Please set out everything from the line containing "Each instance of the vegan" down to the line containing "Each instance of the orange" as a numbered list, with blank lines and pictures left out.

>>>

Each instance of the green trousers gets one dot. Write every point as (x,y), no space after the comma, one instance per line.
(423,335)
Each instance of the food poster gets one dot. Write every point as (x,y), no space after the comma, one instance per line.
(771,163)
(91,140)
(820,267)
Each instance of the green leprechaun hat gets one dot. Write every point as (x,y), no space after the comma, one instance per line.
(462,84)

<<<
>>>

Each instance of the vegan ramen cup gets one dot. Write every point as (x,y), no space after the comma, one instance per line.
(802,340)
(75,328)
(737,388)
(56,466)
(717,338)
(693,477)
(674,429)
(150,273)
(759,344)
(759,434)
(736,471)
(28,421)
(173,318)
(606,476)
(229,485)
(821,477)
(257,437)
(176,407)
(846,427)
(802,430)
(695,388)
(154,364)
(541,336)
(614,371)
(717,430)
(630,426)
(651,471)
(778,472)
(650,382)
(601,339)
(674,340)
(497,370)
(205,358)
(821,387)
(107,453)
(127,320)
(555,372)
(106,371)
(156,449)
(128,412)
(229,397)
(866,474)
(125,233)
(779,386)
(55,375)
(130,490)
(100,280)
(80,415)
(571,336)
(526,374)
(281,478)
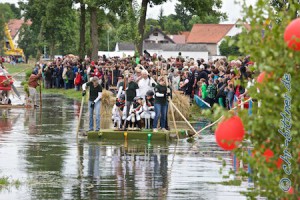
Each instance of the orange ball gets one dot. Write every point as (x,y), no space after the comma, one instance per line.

<<<
>>>

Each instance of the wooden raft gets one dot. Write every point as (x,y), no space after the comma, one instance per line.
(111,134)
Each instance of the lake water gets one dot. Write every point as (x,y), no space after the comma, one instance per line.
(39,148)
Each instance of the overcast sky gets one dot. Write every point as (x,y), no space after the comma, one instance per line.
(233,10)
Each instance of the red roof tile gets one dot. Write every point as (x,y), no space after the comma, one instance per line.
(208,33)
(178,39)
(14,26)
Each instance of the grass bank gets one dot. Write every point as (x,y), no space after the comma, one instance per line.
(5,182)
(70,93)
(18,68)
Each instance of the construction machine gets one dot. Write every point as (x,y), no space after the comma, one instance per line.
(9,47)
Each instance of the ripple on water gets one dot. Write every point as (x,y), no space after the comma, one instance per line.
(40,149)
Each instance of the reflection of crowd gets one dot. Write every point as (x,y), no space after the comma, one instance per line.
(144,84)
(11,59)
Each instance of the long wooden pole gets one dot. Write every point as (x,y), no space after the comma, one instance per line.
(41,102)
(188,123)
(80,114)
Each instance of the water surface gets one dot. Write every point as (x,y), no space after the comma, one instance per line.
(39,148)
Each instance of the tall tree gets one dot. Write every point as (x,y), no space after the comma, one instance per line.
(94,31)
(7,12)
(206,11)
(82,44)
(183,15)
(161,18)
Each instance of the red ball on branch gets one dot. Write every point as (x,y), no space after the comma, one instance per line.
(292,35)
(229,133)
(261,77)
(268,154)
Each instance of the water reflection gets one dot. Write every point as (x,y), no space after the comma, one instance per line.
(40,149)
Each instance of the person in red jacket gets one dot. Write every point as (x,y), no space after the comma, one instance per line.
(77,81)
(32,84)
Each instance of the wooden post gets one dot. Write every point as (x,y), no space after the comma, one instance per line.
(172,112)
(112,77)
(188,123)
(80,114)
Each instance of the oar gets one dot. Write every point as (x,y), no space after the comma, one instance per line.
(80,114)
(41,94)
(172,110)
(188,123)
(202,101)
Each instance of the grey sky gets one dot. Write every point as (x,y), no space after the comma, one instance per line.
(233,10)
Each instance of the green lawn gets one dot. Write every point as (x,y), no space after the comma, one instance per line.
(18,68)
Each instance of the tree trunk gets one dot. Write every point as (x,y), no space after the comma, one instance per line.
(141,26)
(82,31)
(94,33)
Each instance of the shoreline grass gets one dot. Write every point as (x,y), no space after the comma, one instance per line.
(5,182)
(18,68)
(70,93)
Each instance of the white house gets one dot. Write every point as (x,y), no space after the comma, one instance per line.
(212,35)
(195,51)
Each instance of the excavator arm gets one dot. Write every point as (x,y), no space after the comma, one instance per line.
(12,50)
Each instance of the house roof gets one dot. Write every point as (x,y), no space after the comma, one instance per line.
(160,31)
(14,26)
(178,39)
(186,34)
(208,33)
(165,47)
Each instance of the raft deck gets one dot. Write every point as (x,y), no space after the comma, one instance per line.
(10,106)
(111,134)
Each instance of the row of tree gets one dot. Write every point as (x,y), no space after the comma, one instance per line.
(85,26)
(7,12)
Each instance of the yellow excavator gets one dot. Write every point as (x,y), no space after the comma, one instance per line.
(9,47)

<<<

■ **Problem solution**:
1. Each instance of the vegan ramen cup gets one dot. Write every point as (x,y), no space after the comma, one instance per line.
2. (802,340)
3. (75,328)
4. (737,388)
5. (56,466)
6. (717,338)
7. (693,477)
8. (674,429)
9. (150,273)
10. (759,344)
11. (759,434)
12. (736,471)
13. (28,421)
14. (173,318)
15. (606,476)
16. (229,485)
17. (821,477)
18. (257,437)
19. (176,407)
20. (846,427)
21. (802,430)
22. (695,388)
23. (154,364)
24. (541,336)
25. (614,371)
26. (717,430)
27. (630,426)
28. (651,471)
29. (778,472)
30. (650,382)
31. (601,339)
32. (674,340)
33. (497,370)
34. (205,358)
35. (821,387)
36. (107,453)
37. (127,320)
38. (555,372)
39. (106,371)
40. (156,449)
41. (128,412)
42. (229,397)
43. (866,474)
44. (125,233)
45. (779,386)
46. (55,375)
47. (130,490)
48. (100,280)
49. (80,415)
50. (571,336)
51. (526,374)
52. (281,478)
53. Each instance of the orange ball gets one dot. Write every point as (x,y), no space after the comma, one instance per line.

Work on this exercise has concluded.